# EXERCISE DIRECTIONS
Please rewrite everything from the line containing "-- select a point on the shrub, one" down to the line containing "[(458, 179), (150, 178)]", swapping "shrub" for "bush" and leaving all else unchanged.

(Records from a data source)

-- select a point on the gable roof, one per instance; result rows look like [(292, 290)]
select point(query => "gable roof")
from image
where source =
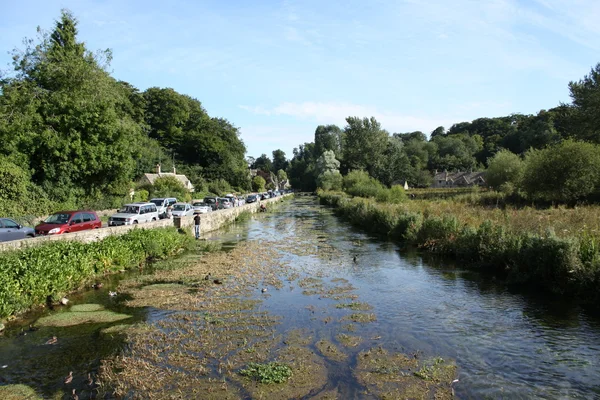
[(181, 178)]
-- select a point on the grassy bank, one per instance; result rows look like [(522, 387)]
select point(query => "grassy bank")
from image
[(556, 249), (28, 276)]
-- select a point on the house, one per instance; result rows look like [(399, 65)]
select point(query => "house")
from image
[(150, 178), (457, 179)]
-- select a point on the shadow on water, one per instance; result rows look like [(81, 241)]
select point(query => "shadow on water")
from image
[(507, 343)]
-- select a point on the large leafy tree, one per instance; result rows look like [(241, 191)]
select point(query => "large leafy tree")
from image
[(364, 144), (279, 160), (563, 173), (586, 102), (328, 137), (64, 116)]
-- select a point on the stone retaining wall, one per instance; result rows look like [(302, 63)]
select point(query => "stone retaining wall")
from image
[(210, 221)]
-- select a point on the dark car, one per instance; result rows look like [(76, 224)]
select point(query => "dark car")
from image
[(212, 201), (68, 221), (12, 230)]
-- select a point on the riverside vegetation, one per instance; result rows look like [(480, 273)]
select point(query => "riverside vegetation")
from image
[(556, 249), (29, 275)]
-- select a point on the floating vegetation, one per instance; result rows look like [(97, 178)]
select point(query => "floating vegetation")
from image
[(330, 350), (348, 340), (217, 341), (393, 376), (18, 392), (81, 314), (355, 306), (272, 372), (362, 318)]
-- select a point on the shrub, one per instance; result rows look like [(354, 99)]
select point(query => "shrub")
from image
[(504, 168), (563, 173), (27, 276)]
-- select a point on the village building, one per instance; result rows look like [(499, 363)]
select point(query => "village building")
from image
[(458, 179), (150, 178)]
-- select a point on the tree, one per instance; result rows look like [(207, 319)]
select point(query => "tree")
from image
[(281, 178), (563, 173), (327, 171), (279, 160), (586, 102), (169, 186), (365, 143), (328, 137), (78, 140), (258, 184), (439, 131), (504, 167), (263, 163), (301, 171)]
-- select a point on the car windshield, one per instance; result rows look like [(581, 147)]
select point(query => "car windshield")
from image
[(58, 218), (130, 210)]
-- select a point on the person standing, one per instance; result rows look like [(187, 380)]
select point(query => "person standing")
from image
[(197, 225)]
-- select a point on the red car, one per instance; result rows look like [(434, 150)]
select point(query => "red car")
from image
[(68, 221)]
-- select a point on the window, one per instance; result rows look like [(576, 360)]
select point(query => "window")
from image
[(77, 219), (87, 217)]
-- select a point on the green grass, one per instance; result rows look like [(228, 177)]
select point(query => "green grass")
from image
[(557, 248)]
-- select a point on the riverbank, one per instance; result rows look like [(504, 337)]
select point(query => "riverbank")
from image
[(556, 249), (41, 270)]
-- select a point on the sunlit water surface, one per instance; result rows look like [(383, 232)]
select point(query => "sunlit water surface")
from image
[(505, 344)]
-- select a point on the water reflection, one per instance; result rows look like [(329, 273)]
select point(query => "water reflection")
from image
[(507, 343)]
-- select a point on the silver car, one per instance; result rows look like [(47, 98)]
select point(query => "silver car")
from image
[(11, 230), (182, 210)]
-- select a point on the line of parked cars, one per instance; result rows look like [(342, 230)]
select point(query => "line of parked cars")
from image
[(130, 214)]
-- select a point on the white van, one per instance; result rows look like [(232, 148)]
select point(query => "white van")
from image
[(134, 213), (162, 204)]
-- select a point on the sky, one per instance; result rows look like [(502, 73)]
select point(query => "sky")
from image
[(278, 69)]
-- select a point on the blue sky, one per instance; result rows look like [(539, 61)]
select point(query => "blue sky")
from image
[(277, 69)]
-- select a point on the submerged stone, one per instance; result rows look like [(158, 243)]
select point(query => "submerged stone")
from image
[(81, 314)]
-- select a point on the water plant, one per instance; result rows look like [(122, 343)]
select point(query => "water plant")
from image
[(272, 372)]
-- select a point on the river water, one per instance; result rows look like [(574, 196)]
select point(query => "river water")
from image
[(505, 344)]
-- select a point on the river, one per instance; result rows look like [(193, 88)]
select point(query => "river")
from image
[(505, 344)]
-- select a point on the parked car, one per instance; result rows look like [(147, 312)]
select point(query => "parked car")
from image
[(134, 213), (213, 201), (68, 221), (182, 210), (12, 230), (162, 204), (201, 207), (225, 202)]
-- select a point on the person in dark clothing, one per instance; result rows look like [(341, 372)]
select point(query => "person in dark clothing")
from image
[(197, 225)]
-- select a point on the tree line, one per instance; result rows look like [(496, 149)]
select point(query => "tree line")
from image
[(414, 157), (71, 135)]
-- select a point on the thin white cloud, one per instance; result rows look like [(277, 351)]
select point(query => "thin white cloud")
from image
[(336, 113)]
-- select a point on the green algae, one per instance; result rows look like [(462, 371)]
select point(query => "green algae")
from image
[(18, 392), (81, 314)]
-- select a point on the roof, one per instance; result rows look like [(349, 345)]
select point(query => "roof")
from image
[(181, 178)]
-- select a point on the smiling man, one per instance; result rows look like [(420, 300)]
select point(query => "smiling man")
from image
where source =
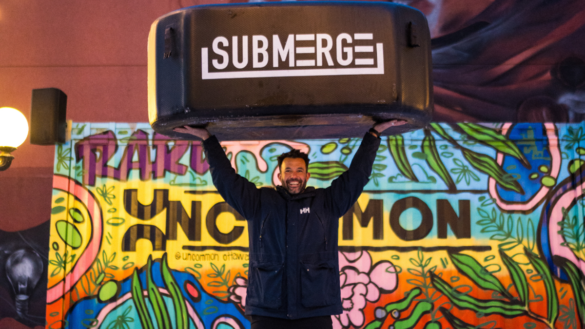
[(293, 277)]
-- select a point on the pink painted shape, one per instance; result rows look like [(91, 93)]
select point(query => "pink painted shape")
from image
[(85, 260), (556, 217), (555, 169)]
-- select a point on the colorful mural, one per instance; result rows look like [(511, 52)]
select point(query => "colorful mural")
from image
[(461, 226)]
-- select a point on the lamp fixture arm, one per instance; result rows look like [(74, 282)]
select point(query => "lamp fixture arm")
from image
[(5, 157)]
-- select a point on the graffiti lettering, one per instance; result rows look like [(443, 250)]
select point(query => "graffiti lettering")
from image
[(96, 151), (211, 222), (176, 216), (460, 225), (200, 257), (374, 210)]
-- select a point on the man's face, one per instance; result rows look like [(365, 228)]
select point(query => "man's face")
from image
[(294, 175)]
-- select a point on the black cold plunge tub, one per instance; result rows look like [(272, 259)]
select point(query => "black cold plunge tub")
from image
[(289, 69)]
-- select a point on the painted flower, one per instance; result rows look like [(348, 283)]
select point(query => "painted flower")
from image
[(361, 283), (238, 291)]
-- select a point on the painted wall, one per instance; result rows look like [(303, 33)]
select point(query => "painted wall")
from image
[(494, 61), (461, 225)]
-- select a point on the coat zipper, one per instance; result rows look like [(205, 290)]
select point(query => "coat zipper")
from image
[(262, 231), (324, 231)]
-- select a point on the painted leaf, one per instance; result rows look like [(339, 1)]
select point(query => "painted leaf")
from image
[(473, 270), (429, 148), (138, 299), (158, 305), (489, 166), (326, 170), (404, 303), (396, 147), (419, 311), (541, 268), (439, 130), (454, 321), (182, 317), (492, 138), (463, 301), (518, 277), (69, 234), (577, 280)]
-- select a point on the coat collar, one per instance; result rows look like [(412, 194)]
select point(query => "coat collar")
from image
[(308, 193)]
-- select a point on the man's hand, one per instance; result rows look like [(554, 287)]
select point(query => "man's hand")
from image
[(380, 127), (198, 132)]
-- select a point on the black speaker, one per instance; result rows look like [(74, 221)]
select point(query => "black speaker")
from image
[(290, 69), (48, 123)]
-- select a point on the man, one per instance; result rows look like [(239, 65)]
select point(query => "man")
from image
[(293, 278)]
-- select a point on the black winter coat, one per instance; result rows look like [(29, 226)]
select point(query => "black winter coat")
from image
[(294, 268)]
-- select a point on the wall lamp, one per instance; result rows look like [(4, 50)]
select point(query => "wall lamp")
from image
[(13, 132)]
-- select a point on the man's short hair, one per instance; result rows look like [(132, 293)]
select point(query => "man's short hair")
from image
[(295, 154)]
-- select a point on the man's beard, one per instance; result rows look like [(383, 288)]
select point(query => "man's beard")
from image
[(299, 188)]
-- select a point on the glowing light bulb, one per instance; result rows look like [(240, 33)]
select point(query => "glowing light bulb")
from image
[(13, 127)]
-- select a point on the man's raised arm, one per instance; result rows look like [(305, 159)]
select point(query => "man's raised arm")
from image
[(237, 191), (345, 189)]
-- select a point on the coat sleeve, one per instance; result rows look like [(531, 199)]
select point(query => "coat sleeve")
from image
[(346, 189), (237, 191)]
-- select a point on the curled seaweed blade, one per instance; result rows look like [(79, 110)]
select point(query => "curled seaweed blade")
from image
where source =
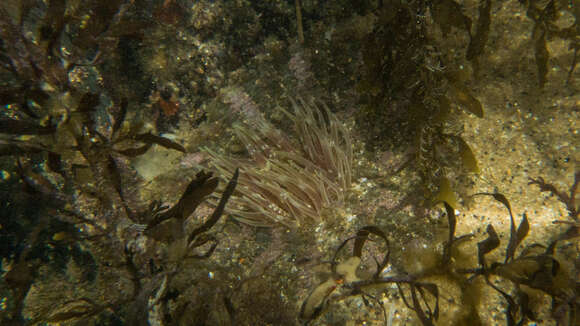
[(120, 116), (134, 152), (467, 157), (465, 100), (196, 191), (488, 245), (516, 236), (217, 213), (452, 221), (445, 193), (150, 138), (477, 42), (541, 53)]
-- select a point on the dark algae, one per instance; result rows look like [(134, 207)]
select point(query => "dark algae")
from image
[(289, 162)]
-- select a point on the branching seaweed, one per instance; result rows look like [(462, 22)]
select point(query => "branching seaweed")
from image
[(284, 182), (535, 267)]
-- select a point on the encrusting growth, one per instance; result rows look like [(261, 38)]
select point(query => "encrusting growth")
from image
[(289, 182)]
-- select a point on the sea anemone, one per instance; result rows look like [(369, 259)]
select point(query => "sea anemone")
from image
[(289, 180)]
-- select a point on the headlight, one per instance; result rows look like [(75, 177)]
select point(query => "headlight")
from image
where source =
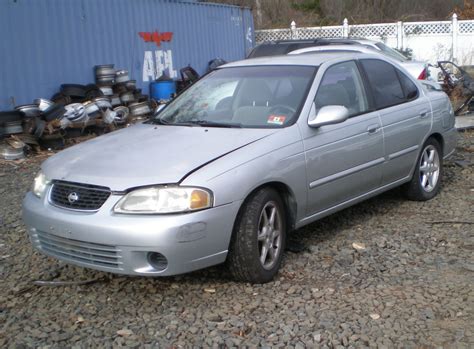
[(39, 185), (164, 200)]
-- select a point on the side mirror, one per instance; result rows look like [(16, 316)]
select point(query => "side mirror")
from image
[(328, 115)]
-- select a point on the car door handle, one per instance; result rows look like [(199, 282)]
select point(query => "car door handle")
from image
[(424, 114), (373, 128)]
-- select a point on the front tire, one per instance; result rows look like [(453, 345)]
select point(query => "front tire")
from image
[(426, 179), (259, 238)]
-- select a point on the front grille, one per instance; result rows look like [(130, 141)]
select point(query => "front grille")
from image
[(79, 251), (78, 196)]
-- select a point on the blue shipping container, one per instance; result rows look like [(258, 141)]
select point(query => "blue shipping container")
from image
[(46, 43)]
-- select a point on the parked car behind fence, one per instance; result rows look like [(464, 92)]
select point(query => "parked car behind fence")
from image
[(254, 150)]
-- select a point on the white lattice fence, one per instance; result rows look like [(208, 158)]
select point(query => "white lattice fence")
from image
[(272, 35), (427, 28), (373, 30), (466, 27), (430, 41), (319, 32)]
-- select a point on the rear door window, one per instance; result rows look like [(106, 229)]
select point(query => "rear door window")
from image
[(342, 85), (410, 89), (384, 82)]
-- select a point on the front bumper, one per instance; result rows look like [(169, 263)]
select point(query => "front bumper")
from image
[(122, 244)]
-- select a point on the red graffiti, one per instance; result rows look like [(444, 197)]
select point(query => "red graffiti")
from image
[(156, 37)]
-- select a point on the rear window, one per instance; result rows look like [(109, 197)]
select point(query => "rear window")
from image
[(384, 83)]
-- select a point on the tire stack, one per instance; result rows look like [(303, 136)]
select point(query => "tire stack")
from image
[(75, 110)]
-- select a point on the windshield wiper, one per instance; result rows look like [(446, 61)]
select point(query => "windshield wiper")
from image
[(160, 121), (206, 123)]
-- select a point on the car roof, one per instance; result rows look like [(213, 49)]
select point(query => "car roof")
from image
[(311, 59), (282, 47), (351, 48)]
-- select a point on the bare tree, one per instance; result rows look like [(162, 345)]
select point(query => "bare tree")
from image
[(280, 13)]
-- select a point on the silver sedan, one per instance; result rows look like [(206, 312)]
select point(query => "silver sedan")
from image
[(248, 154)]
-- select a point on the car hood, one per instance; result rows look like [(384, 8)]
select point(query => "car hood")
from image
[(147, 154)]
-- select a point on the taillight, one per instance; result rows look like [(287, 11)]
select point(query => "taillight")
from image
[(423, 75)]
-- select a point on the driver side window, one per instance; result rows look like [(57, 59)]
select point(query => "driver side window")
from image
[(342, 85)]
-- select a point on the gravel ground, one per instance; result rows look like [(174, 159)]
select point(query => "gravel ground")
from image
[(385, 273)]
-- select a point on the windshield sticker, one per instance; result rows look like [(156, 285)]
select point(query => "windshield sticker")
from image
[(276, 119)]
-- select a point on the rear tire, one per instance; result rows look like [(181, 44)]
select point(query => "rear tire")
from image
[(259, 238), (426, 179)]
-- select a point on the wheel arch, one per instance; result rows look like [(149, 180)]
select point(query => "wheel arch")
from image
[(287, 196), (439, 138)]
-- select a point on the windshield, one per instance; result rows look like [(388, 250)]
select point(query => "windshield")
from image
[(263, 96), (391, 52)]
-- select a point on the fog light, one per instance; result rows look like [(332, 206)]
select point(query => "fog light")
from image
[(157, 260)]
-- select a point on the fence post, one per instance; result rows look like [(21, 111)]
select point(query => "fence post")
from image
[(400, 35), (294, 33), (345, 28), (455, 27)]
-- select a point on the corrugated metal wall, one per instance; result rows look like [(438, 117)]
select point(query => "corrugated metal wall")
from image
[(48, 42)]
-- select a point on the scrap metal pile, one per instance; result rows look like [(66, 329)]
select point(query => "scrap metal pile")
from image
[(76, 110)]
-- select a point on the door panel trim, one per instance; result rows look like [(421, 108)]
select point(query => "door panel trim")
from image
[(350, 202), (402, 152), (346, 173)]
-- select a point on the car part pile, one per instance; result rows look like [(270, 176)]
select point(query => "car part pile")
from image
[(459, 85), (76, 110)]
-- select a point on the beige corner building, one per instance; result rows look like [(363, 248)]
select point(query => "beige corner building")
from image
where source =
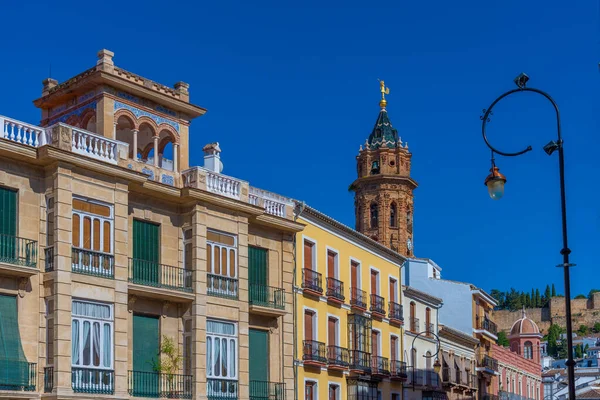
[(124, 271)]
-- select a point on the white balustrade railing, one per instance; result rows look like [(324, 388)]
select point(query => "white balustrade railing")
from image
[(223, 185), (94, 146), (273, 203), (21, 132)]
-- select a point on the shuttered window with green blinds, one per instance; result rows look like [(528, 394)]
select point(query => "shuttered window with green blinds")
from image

# REPLY
-- select a point on the bush, one per instance; result rows look like [(354, 99)]
select point(query => "bush")
from image
[(504, 168), (563, 173), (27, 276)]
-- select a point on the village building, one per instance; result rows look like [(499, 363)]
select point(query => "village building")
from image
[(458, 179), (150, 178)]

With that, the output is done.